◆ What you need to do:
Render every line of the rows below as a Markdown table with the columns "Number" and "Line," leaving out blank lines and the pictures.

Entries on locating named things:
========================================
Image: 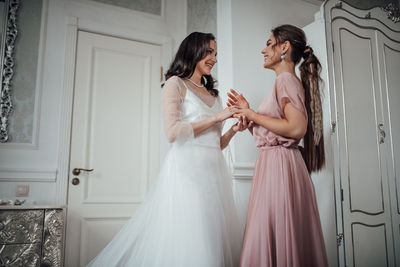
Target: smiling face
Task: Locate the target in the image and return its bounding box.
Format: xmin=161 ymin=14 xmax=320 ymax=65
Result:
xmin=261 ymin=34 xmax=283 ymax=69
xmin=195 ymin=40 xmax=217 ymax=76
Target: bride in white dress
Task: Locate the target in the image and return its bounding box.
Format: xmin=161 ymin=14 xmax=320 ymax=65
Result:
xmin=88 ymin=32 xmax=247 ymax=267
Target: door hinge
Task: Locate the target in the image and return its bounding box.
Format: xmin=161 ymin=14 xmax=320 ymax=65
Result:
xmin=336 ymin=233 xmax=343 ymax=247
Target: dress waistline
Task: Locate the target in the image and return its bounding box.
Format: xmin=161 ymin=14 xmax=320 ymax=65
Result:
xmin=260 ymin=145 xmax=299 ymax=150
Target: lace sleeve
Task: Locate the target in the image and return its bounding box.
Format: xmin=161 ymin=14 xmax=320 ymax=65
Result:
xmin=162 ymin=77 xmax=194 ymax=143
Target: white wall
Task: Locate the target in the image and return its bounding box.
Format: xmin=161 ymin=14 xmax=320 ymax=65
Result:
xmin=217 ymin=0 xmax=337 ymax=266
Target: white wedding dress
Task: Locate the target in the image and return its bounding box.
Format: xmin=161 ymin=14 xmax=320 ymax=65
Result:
xmin=88 ymin=76 xmax=243 ymax=267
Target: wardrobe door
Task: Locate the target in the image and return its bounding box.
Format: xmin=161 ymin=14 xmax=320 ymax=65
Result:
xmin=332 ymin=18 xmax=394 ymax=267
xmin=378 ymin=33 xmax=400 ymax=266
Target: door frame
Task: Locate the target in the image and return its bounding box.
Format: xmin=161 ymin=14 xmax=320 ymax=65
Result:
xmin=56 ymin=0 xmax=186 ymax=205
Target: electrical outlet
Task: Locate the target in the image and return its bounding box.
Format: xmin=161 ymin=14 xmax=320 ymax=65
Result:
xmin=15 ymin=184 xmax=29 ymax=197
========================================
◆ Expected answer:
| Number | Line |
|---|---|
| 1 | Image:  |
| 2 | Target: smiling face |
| 3 | Task: Locate the target in the image and return its bounding box. |
| 4 | Format: xmin=161 ymin=14 xmax=320 ymax=65 |
| 5 | Result: |
| 6 | xmin=261 ymin=34 xmax=283 ymax=69 |
| 7 | xmin=195 ymin=40 xmax=217 ymax=76 |
| 8 | Target: bride in white dress |
| 9 | Task: Locate the target in the image and return its bounding box. |
| 10 | Format: xmin=161 ymin=14 xmax=320 ymax=65 |
| 11 | Result: |
| 12 | xmin=88 ymin=32 xmax=247 ymax=267 |
| 13 | Target: door hinge |
| 14 | Task: Locate the target in the image and return its bounding box. |
| 15 | Format: xmin=161 ymin=14 xmax=320 ymax=65 |
| 16 | Result: |
| 17 | xmin=336 ymin=233 xmax=343 ymax=247 |
| 18 | Target: dress waistline |
| 19 | Task: Locate the target in the image and return its bounding box. |
| 20 | Format: xmin=161 ymin=14 xmax=320 ymax=65 |
| 21 | Result: |
| 22 | xmin=260 ymin=145 xmax=299 ymax=150 |
| 23 | Target: lace sleeve |
| 24 | Task: Locate the target in the image and return its bounding box. |
| 25 | Format: xmin=161 ymin=14 xmax=320 ymax=65 |
| 26 | Result: |
| 27 | xmin=162 ymin=77 xmax=194 ymax=143 |
| 28 | Target: white wall |
| 29 | Task: Locate the target in the image and return its bounding box. |
| 30 | Format: xmin=161 ymin=14 xmax=320 ymax=65 |
| 31 | Result: |
| 32 | xmin=217 ymin=0 xmax=337 ymax=266 |
| 33 | Target: white wedding dress |
| 34 | Task: Locate the target in the image and return its bounding box. |
| 35 | Format: xmin=161 ymin=14 xmax=320 ymax=65 |
| 36 | Result: |
| 37 | xmin=88 ymin=76 xmax=243 ymax=267 |
| 38 | Target: wardrobe door |
| 39 | Task: Locate the target in the image and return its bounding box. |
| 40 | Format: xmin=161 ymin=14 xmax=320 ymax=65 |
| 41 | Result: |
| 42 | xmin=332 ymin=18 xmax=394 ymax=267 |
| 43 | xmin=378 ymin=33 xmax=400 ymax=266 |
| 44 | Target: door frame |
| 45 | Task: Locate the target in the image and return its bounding box. |
| 46 | Format: xmin=161 ymin=14 xmax=320 ymax=65 |
| 47 | Result: |
| 48 | xmin=56 ymin=0 xmax=186 ymax=205 |
| 49 | Target: electrical outlet |
| 50 | Task: Locate the target in the image and return its bounding box. |
| 51 | Format: xmin=161 ymin=14 xmax=320 ymax=65 |
| 52 | Result: |
| 53 | xmin=15 ymin=184 xmax=29 ymax=197 |